--- PROBLEMS TO SOLVE ---
[a] Return the passage of the traffic signal article that begins at the words "It's costly too." and stops after the words "be exponentially higher.", copied verbatim.
[b] In the traffic signal article, rewrite the paragraph beginning "Researchers and engineers at Carnegie Mellon University" as a brief bulleted list that keeps its main facts.
[start EXCERPT]
On the Road

Red light. Green light. Whoops, red light!

September 26, 2012

Anyone who has ever thumped his or her steering wheel in frustration at a green light turning red for no apparent reason just as you approach an intersection will appreciate this recent achievement from Carnegie Mellon University.



Researchers and engineers at Carnegie Mellon University have developed a high-tech traffic signal timing system that automatically adjusts and coordinates signal timing at adjoining intersections to accommodate varying traffic volumes. A pilot project in the Pittsburgh neighborhood of East Liberty has shown a reduction in vehicle wait times of 40%, a reduction in travel time through the area of 26% and a decline in exhaust emissions of about 21%.

This a quantum leap beyond simply synchronizing traffic signals -- which in itself isn't as easy as it might seem. Synchronizing traffic signals on a stretch of roadway will improve traffic flow as long as traffic remains within the timed parameters. If cars go too fast, they'll hit a red. If they go too slow, they'll eventually hit a red. On top of that, the greater the distance between the signals, the greater the likelihood that vehicles speed out of the sync timing. And sync'ing the lights only works in one direction; the cross streets don't see the benefits.

It's costly too. In the past, the signals had to be hard-wired together and timed from a single location. There are advantages to wireless communications between the signals, but that adds cost, too.

The system developed by CMU is not only very cost effective, it uses road loop sensors and cameras to gauge traffic flow so it can adjust the timing of the lights accordingly.

A report published by the Pittsburgh Post-Gazette pegs the cost of the system -- used to manage traffic at nine intersections -- at a mere $150,000. In 2011, the Washington State Department of Transportation estimated that the benefit-cost relationship of simple traffic synchronization as 40:1, so the cost benefit to the CMU system could be exponentially higher.

The paper reports Allen Biehler, executive director of CMU's University Transportation Center and former state secretary of transportation, called the results of the pilot project "startling" -- a word you don't often hear from bureaucrats.

Why Do They Do That?

I really welcome such developments. In my 2 million miles of big-truck travel around North America, I've come across some incredibly stupid traffic light systems. Some even appear to have been set up to deliberately thwart rather than improve traffic flow.

One of the worst is Tomken Road in Mississauga, Ontario.

It's a north/south artery running parallel to a major artery called Dixie Road in the heart of the city's industrial and warehousing area. During the day, you don't notice the problem, but after hours and especially in the wee hours of the morning when there's little traffic on the road, the lights will drive you to distraction.

The lights are generally green, and of course the side roads see red lights. Sitting on such a side road, facing a red light, you'll wait and wait and wait for the light to change -- until a vehicle approaches on Tomken, the main road. The approaching vehicle triggers something, causing its light to turn red and forcing it to stop, while the side street gets a green. Until a vehicle approaches on Tomken, the side street will not get a green. How can you explain that?

Another street in an industrial section of Toledo, Ohio, has synchronized signals, but nobody knows about them. Somebody on a CB told me if you run along the road at 35 mph (5 mph above the speed limit, oddly) you can skip all the way through about 15 traffic light without fear of hitting red. It won't work in a loaded truck from a stop, but if you hit the first light green and you maintain a steady speed, you're golden. There are no signs advising motorists of this well-kept secret. Why not? If everyone kept a steady speed going through town, they stand a better chance of making across in better time. It would cut down on speeding too. Surely that's an advantage.
[end EXCERPT]
[start ENTRIES SUPPLIED]
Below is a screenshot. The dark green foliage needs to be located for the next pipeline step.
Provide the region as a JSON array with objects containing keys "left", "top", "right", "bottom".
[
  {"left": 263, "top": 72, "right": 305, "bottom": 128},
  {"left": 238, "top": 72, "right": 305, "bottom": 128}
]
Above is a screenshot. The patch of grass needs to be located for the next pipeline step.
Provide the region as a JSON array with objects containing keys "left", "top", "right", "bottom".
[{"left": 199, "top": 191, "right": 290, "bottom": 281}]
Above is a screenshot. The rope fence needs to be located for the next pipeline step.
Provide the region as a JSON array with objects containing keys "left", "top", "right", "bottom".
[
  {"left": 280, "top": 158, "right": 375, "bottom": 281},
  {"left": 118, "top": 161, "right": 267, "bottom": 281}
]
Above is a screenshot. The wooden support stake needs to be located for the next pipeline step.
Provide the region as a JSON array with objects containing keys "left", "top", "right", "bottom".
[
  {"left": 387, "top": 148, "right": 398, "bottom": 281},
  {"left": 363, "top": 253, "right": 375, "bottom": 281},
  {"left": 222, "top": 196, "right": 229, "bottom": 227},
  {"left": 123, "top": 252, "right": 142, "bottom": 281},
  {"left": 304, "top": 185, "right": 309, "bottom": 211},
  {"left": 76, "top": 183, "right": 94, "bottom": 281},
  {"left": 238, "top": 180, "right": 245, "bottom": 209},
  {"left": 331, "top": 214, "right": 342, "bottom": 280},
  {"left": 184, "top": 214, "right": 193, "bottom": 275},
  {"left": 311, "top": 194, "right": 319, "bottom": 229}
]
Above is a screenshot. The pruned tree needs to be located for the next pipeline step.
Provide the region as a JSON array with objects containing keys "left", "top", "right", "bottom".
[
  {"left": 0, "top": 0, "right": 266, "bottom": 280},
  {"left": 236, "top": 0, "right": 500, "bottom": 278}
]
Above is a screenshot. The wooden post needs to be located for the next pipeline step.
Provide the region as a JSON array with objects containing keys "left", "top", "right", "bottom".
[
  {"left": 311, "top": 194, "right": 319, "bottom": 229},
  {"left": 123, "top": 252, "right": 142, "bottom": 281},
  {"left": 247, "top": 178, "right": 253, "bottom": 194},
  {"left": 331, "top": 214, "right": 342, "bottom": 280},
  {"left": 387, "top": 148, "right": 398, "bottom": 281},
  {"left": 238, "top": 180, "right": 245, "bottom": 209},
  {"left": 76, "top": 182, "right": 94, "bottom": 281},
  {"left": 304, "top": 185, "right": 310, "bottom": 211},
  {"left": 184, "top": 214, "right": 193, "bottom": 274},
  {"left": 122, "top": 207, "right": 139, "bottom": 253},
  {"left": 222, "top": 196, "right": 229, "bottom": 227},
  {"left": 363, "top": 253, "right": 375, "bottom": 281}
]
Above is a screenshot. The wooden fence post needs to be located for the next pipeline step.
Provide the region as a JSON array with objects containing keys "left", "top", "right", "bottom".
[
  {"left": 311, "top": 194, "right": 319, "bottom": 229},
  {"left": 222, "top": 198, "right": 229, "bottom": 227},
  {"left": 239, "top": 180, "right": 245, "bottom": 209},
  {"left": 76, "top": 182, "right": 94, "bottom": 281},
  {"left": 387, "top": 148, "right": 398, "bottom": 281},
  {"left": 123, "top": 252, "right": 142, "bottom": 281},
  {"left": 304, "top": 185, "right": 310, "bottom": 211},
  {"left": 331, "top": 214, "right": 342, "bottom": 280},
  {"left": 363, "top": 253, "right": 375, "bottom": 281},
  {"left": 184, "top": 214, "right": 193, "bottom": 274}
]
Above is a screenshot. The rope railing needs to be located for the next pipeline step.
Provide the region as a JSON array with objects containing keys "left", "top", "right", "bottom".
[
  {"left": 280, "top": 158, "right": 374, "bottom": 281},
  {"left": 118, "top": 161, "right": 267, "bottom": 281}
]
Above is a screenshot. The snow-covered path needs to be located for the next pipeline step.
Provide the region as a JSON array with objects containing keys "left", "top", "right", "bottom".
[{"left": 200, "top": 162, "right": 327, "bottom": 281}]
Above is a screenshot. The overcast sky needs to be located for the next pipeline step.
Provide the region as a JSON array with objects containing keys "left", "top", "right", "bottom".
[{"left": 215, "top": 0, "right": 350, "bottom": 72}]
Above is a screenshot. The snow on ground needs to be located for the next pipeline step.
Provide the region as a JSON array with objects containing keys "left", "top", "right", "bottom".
[end ENTRIES SUPPLIED]
--- OUTPUTS FOR THE TASKS ---
[a]
It's costly too. In the past, the signals had to be hard-wired together and timed from a single location. There are advantages to wireless communications between the signals, but that adds cost, too.

The system developed by CMU is not only very cost effective, it uses road loop sensors and cameras to gauge traffic flow so it can adjust the timing of the lights accordingly.

A report published by the Pittsburgh Post-Gazette pegs the cost of the system -- used to manage traffic at nine intersections -- at a mere $150,000. In 2011, the Washington State Department of Transportation estimated that the benefit-cost relationship of simple traffic synchronization as 40:1, so the cost benefit to the CMU system could be exponentially higher.

[b]
- Carnegie Mellon University researchers and engineers developed a high-tech traffic signal timing system.
- The system automatically adjusts and coordinates signal timing at adjoining intersections to accommodate varying traffic volumes.
- A pilot project in Pittsburgh's East Liberty neighborhood cut vehicle wait times by 40% and travel time through the area by 26%.
- The pilot project also reduced exhaust emissions by about 21%.